### Page text
"""

Policies and practices at Sacred Heart Primary School are based on procedural
fairness.
 Corporal punishment is strictly prohibited by school and non-school
persons.

Discipline Policy
Sacred Heart’s discipline policy and practice are closely linked with our pastoral care policy. Our
aim is to facilitate the development of responsible self-discipline among students, and to promote
the well-being and good order of the community.
Our discipline policy reflects:
   • gospel values and a Christian vision of pastoral care
   • a commitment to justice
   • an expectation of forgiveness
   • opportunity to learn from mistakes
   • anti-bullying strategies

Disciplinary Practices
Our disciplinary practices are not merely punitive action. They are real attempts to foster
responsibility for actions. They offer the possibility to change and heal destructive behaviours. Our
practices are based on Pastoral Care Guidelines for Catholic Schools and our Pastoral Care
Policy.

Harassment
Sacred Heart is committed to the development of the school as a faith and educating community
which:
    • takes as its foundation the person and Gospel of Jesus Christ
    • integrates faith with life and contemporary culture
    • fosters the dignity and development of each person
In the light of this commitment, we work together to create a culture and environment
characterised by safety, trust, mutual respect and life-giving relationships. In our communities
there is no place for harassment in any form. Harassment is both unlawful and unacceptable in
schools in the Archdiocese of Sydney. However, harassment may occur from time to time. On
these occasions, our response will be based on the vision and mission of Catholic schools and will
follow the pastoral care practices of our school.

"""

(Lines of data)

"""

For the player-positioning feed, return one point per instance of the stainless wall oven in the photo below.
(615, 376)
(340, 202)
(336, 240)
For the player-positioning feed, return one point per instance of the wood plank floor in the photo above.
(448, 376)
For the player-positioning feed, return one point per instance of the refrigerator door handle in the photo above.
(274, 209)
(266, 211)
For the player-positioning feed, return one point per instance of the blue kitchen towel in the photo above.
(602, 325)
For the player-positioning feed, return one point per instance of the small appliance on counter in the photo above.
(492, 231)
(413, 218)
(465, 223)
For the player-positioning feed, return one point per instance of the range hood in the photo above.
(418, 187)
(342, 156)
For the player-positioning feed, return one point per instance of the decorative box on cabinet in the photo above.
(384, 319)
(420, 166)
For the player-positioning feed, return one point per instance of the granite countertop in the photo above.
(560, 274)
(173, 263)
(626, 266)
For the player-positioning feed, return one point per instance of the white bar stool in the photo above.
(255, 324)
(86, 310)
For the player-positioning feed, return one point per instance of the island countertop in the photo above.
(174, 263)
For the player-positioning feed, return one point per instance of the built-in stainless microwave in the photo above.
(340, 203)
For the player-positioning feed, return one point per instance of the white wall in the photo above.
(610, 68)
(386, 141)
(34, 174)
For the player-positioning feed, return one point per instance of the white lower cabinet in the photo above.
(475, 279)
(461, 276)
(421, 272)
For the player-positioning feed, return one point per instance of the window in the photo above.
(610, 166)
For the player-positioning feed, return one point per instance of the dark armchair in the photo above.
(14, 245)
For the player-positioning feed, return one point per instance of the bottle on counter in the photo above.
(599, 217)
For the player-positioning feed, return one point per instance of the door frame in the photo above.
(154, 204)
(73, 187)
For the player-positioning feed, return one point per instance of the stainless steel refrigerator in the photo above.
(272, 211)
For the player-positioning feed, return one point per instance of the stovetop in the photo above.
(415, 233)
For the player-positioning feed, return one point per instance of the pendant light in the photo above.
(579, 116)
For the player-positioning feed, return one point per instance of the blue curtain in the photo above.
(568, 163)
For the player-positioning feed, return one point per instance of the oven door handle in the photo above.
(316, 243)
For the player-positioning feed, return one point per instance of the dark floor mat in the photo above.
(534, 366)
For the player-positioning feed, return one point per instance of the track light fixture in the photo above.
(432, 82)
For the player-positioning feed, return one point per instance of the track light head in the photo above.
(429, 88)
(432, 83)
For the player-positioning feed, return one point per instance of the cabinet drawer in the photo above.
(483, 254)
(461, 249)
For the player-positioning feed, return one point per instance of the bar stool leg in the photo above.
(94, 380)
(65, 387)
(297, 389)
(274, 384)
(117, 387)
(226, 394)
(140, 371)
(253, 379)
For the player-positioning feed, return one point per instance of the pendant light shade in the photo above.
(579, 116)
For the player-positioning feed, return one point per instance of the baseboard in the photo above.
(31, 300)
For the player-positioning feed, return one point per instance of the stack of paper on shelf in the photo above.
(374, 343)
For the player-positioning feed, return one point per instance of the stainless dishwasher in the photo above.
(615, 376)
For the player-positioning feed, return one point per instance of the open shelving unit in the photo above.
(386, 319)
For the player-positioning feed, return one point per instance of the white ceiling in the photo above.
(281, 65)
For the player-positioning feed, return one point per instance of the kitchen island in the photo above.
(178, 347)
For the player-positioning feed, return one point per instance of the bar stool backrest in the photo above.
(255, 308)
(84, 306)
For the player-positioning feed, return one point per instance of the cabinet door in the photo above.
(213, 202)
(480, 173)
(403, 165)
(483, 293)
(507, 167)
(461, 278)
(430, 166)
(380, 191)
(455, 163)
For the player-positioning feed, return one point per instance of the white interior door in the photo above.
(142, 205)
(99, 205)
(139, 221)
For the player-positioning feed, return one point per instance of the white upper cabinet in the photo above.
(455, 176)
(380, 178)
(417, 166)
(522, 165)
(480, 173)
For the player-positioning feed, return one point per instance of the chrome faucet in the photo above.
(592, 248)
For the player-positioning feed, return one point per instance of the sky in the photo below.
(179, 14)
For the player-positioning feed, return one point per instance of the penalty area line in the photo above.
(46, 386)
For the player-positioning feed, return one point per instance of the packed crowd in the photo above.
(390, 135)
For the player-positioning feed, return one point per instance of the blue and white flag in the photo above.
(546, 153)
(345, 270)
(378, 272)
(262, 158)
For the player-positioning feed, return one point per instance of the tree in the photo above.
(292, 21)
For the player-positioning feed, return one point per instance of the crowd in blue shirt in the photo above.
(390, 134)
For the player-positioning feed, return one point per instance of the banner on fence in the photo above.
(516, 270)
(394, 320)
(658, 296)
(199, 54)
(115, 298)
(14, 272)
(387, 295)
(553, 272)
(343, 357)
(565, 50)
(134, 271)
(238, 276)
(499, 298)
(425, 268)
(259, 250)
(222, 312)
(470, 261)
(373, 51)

"""

Continue the Sacred Heart Primary School policy text, picking up after its last sentence about responding to harassment.

The desired outcome of the process will be the resolution of the complaint while maintaining the
dignity and self worth of the individuals involved.
Defining Harassment
Harassment is any behaviour which is not invited and not welcome and which may occur because
of a person’s sex, race, religion, age, marital status, disability or sexuality. Harassment may be
explicitly directed at an individual or group or occur through the creation of a hostile environment.
Harassment offends, upsets, humiliates or scares another person. It makes the school
uncomfortable and unpleasant.
Harassment often occurs when power is used inappropriately.
Harassment is not always intended – acts or behaviour which some see as amusing or trivial may
hurt or offend another. It is sufficient to have felt offended, humiliated or intimidated by the
behaviour.
Harassment can include:
    • personally offensive verbal comments
    • unwelcome notes, drawings or emails
    • derogatory comments about a person’s appearance
    • breaking the ‘hands off’ rule
    • the malicious spreading of rumours
    • a pattern of deliberately ignoring or excluding a person
    • racist or homophobic comments

Bullying
Definition: Bullying behaviours are about an imbalance of power where there is deliberate intent to
cause harm or distress. It is not considered to be bullying if people of equal power have a
difference of opinion.
Bullying behaviours impact on the person being bullied; those doing the bullying and those looking
on.
Bullying incidents can be isolated or repeated.
Peer Support Foundation (2006)

How do we prevent bullying at Sacred Heart?
Ultimately, strategies to prevent bullying will only be effective when placed within the context of a
culture in which respect for others is consistently taught and demonstrated across all facets of
school life. The Christian values, which represent the antithesis of bullying, must be continually
affirmed in words and actions.
Strategies to prevent bullying will fall within the following broad categories:
    • ‘Moral education’ in the context of Religious Education, liturgies and assemblies where the
       value of the individual is affirmed and the importance of qualities such as compassion,
       kindness, reconciliation, tolerance, respect and justice are encouraged.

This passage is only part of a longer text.